◆ **SOURCE DOCUMENT**
..............................
Relation analysis, cache meshes

Work in progress, please email me if interested

Ingrid Melve, UNINETT

Threshold

Web proxy cache systems with several servers currently have no well documented ways of evaluating the relationships between cache proxy servers, for gains in terms of money, latency and bandwidth. This work intends to find a threshold value for relations between servers, based on bandwidth saved, latency reduction and local cost for Internet access.

This threshold will be of interest for work on auto configuration of large multi server proxy cache systems.

The web cache proxy software used is Squid. Co-operating web proxy cache servers using sibling mode is used to illustrate the principles. The work may easily be used to analyze parent relations. Local proxy performance is not considered, only traffic into the proxy.

Intro

proxy
An intermediary program which acts as both a server and a client for the purpose of making requests on behalf of other clients. Proxies are often used in firewalls and as gateways for handling requests via protocols not implemented by the user agent.
cache
A cache stores cacheable responses in order to reduce the response time and network bandwidth consumption on future, equivalent requests. Any client, server or proxy may include a cache.
sibling
caching server participating in caching mesh, sends/receives requests to other cache servers
parent
neighbor/sibling caching server through which misses are resolved
relation
relation is used for the object exchange between two caches
object domain
all the objects that the cache asks a sibling for
hit rate
web object served from cache, as a proportion of total number of requests
latency
time before a request is served
Family relations in Squid are either sibling or parent. A relationship is formed if a cache is willing to serve another cache. Relations are based on object domain criteria, which may be for all documents or for documents in a subdomain like .com. Relationships may follow complex rules. The simplest relationship is to send request for all documents. No relation equals no request from sibling cache. Relations per domain are used in COM-MESH.

Cache managers need some way of evaluating relationship. Today this is done on the basis of analyzing web cache logs for various parameters. There is no easy or consistent analysis.

My proposal is to form a "magic number" per relationship that is used to evaluate the relations. This may be used to automatically reconfigure relationships, to terminate relations if the gain drops below a threshold.

COM-MESH

There is an urgent need for analysis of COM-MESH, we need to distinguish between good relation and the bad relations. If we want to use asymmetrical relations, we need a way to evaluate and compare with symmetric relations.

Gerhard Winkler, ACCOnet, has found that hit rates drop over time, since cache content gets homogenized. One solution to this is to use the proxy-only mode, another to establish a round-robin solution and change relations to the next on list once a cache drops below the threshold. He needs a threshold to start with.

The simplest solution is to look at bytes saved per relation. This approach is promoted by NetCache

Assumptions

why cache

Basic assumption is that the two reasons for running a web cache are

Other gains from web proxy caching, such as anonymization and access control are not looked into.

latency

Latency reduction is important for clients placed a long distance from the web servers, as setting up a TCP connection takes time (1.5 round trip times). Most popular web servers are placed in the US, this is far away for non-American users.
..............................
◆ **PROVIDED INFORMATION**
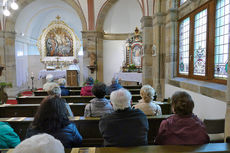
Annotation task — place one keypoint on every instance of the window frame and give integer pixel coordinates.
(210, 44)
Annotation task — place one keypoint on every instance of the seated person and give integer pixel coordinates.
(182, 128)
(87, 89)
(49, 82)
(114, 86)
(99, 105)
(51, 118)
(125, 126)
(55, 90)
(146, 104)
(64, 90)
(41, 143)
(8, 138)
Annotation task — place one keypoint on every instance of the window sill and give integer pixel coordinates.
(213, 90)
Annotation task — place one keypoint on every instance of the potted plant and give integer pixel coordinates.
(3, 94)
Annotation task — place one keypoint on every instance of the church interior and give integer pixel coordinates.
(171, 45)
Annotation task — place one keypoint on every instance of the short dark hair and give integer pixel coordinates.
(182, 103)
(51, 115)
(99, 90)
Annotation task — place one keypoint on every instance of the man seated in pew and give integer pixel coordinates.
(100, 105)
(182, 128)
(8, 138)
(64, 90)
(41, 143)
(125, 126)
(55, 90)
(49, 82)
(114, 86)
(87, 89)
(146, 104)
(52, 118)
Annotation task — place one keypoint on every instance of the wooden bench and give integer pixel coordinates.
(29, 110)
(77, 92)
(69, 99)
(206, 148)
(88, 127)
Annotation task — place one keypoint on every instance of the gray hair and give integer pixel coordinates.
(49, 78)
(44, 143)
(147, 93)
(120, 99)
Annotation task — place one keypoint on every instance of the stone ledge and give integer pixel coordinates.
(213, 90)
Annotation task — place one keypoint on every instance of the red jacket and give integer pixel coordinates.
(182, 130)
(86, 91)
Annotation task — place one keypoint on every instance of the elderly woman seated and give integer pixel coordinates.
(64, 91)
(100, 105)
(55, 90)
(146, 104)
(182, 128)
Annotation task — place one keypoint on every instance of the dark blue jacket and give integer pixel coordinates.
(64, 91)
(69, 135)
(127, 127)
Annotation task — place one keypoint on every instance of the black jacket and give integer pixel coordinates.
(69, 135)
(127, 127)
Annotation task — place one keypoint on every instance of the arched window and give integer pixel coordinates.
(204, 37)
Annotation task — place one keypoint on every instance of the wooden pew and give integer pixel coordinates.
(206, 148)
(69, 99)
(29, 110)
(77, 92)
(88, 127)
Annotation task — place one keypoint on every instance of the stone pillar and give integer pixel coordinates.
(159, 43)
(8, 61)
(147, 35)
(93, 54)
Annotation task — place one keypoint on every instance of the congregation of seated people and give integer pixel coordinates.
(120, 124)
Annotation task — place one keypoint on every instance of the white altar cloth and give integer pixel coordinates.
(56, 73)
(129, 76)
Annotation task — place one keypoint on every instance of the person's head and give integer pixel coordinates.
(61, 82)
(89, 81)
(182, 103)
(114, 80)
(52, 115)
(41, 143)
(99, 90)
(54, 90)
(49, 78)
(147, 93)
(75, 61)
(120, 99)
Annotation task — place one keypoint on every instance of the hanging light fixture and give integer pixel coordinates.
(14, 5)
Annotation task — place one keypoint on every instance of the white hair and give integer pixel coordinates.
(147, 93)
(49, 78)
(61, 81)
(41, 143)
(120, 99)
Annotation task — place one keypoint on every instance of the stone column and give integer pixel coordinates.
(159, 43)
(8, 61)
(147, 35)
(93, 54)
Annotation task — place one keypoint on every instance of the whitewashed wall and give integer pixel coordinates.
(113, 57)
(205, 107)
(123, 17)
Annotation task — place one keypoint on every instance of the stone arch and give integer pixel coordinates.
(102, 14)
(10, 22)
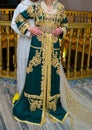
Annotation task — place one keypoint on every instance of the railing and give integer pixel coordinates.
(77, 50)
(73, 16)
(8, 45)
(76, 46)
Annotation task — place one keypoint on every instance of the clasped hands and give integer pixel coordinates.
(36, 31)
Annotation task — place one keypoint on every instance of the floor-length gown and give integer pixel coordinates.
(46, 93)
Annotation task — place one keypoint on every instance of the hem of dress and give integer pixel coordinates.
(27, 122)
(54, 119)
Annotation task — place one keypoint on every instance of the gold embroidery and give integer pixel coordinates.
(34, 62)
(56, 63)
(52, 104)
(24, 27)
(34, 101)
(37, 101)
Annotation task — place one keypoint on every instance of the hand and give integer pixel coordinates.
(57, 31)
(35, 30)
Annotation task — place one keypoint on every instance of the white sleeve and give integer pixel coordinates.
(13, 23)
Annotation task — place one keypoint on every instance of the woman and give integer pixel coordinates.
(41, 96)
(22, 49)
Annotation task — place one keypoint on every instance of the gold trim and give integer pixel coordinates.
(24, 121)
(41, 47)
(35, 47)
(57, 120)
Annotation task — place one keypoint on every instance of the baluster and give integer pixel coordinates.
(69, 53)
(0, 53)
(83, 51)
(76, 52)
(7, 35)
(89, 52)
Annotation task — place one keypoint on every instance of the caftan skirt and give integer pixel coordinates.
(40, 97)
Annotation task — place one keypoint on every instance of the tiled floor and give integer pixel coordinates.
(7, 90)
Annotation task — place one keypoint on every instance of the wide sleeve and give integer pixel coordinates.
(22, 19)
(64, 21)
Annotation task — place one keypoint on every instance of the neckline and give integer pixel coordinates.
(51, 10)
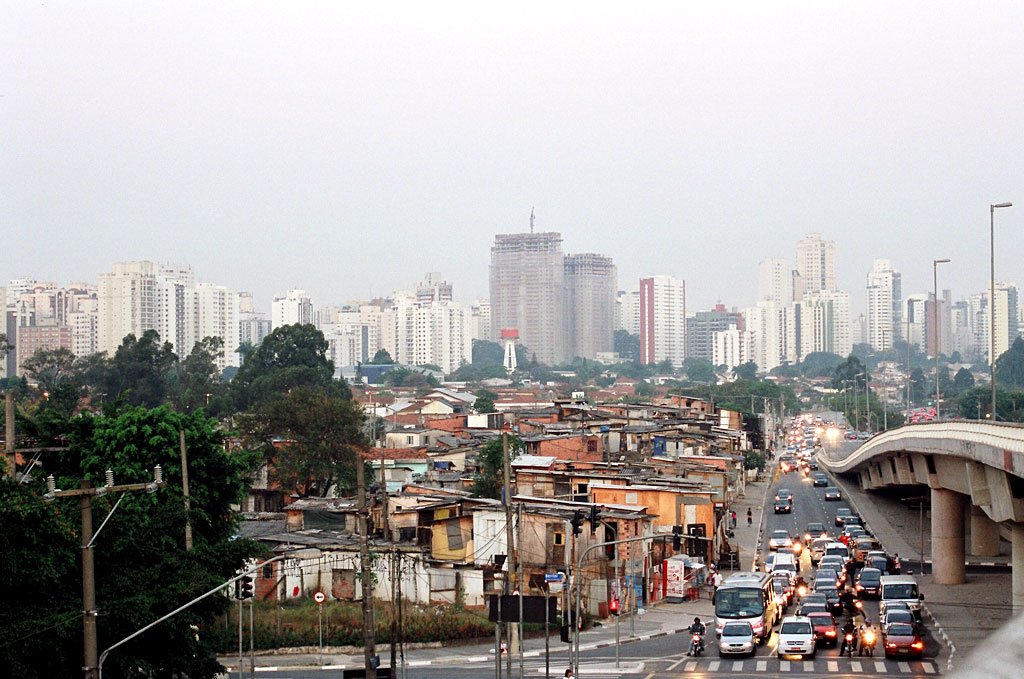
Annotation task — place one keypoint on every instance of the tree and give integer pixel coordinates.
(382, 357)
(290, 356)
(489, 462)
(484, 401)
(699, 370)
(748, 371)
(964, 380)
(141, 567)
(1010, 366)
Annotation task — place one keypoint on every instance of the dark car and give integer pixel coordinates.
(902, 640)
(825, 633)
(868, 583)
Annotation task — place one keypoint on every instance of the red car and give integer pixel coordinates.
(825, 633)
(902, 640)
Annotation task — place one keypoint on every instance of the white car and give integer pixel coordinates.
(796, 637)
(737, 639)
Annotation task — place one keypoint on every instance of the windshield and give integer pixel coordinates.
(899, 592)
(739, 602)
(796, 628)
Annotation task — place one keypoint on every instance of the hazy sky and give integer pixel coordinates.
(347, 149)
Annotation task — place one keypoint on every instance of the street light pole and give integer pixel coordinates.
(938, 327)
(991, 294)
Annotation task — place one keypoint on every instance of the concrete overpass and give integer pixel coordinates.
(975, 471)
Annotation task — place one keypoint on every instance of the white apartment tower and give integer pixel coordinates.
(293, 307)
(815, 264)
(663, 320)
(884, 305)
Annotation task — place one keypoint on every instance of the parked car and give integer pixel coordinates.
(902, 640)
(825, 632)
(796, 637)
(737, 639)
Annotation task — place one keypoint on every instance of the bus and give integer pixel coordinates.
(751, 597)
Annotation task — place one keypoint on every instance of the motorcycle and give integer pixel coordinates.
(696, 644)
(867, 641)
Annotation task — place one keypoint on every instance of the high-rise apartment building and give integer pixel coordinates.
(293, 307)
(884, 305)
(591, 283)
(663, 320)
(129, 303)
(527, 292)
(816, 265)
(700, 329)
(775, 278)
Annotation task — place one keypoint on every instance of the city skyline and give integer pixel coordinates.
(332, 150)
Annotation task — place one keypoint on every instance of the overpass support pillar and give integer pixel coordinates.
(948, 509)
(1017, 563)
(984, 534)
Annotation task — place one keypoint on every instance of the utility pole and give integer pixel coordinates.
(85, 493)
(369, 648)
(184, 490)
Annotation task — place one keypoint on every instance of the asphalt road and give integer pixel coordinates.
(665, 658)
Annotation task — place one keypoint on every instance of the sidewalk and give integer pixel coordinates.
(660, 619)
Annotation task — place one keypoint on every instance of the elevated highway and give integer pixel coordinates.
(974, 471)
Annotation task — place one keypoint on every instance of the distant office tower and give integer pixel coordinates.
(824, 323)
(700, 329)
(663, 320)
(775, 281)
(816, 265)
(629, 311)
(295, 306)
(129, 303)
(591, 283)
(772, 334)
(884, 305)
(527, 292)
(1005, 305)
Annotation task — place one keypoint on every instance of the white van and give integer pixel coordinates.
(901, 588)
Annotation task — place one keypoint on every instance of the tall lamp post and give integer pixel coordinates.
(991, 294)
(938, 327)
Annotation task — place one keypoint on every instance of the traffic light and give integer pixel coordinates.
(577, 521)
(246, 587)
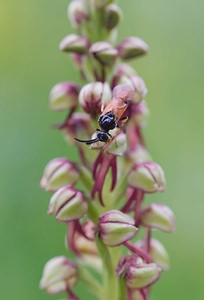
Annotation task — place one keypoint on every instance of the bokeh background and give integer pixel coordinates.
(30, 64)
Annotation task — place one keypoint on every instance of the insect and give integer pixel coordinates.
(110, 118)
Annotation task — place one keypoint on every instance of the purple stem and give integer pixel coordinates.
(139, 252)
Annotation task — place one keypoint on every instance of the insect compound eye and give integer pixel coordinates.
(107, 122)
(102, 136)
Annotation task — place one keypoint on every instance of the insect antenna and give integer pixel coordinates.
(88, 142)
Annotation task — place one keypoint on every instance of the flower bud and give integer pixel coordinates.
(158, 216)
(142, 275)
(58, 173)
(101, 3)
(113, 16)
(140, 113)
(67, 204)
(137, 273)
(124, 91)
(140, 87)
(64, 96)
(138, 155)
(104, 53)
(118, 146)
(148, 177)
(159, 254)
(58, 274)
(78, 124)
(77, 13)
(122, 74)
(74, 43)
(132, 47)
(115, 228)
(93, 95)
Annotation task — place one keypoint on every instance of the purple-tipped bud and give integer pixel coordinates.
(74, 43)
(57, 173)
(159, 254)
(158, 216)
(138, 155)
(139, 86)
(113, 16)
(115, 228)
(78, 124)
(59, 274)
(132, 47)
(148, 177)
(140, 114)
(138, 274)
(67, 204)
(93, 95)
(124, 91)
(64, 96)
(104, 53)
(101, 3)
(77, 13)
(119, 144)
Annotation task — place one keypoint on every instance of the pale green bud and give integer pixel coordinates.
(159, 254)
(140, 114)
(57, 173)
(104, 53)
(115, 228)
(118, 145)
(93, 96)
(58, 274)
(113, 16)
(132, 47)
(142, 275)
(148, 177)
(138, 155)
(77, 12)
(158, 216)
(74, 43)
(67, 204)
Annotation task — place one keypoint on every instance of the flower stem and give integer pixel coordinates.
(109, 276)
..............................
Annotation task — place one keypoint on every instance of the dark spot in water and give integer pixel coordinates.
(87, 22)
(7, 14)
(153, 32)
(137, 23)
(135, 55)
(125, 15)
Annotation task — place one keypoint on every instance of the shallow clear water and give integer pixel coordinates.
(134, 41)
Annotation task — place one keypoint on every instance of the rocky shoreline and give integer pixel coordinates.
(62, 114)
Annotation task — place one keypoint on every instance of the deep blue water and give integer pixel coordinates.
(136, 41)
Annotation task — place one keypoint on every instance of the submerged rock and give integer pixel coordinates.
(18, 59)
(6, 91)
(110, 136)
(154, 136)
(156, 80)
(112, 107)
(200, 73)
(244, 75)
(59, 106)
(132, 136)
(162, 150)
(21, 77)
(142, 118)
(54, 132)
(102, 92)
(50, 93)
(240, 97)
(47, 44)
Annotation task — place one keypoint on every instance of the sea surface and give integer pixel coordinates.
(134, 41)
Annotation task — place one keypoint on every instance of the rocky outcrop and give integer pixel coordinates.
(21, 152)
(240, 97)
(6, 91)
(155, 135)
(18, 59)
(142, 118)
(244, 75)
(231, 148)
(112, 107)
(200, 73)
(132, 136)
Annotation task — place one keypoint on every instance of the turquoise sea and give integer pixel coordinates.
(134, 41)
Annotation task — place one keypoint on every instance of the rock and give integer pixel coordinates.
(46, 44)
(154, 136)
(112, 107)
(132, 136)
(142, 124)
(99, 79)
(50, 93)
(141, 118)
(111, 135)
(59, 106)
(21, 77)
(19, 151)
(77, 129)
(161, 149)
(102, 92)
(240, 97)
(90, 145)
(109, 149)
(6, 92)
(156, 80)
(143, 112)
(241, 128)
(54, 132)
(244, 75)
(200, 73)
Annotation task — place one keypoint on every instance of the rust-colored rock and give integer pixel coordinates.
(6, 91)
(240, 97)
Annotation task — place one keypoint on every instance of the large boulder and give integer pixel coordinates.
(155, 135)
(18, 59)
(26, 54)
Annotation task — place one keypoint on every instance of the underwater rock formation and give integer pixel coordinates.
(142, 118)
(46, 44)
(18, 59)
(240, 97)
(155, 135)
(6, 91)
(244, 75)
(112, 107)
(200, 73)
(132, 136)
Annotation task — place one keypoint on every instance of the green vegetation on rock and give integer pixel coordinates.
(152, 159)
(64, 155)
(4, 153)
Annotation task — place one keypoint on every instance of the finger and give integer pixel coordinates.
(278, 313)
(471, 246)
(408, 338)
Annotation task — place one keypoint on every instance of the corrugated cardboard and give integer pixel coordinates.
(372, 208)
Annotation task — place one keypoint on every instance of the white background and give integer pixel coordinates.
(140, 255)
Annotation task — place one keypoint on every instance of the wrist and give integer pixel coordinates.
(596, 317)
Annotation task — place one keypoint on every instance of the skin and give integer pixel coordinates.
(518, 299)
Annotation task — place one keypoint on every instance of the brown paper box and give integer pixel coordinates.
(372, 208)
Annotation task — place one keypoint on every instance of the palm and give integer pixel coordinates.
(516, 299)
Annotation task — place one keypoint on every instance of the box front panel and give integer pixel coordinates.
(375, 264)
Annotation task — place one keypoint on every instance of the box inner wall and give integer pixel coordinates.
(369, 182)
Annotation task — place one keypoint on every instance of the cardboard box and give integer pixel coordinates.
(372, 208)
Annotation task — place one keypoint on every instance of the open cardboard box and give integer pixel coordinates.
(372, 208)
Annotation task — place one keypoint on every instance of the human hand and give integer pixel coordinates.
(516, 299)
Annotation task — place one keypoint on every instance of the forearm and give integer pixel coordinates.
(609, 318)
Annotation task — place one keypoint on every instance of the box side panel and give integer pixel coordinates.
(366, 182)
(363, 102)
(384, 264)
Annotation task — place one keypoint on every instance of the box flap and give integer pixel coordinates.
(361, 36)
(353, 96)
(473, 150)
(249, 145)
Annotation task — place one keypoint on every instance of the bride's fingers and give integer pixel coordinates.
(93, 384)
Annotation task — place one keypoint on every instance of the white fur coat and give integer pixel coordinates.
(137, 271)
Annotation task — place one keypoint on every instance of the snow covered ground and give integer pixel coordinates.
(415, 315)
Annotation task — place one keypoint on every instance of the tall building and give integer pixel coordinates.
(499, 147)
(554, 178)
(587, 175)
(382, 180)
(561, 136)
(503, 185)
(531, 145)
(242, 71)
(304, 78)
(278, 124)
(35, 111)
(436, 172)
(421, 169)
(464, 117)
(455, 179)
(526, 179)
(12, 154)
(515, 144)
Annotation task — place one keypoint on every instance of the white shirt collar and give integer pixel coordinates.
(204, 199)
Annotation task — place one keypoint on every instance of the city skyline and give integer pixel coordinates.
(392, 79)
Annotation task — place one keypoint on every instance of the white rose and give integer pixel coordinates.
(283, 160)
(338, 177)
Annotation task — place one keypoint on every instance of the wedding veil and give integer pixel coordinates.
..............................
◆ **SET TASK 1**
Using the cache mesh text, answer each question briefly.
(a) Which web cache proxy software does the work use?
(b) How many round trip times does setting up a TCP connection take?
(c) Which approach does NetCache promote?
◆ **SET TASK 2**
Write out the passage of the cache mesh text from "Assumptions" up to and including "not looked into.".

◆ **COMPLETE ANSWER 1**
(a) Squid.
(b) 1.5 round trip times.
(c) Looking at bytes saved per relation.

◆ **COMPLETE ANSWER 2**
Assumptions

why cache

Basic assumption is that the two reasons for running a web cache are

Other gains from web proxy caching, such as anonymization and access control are not looked into.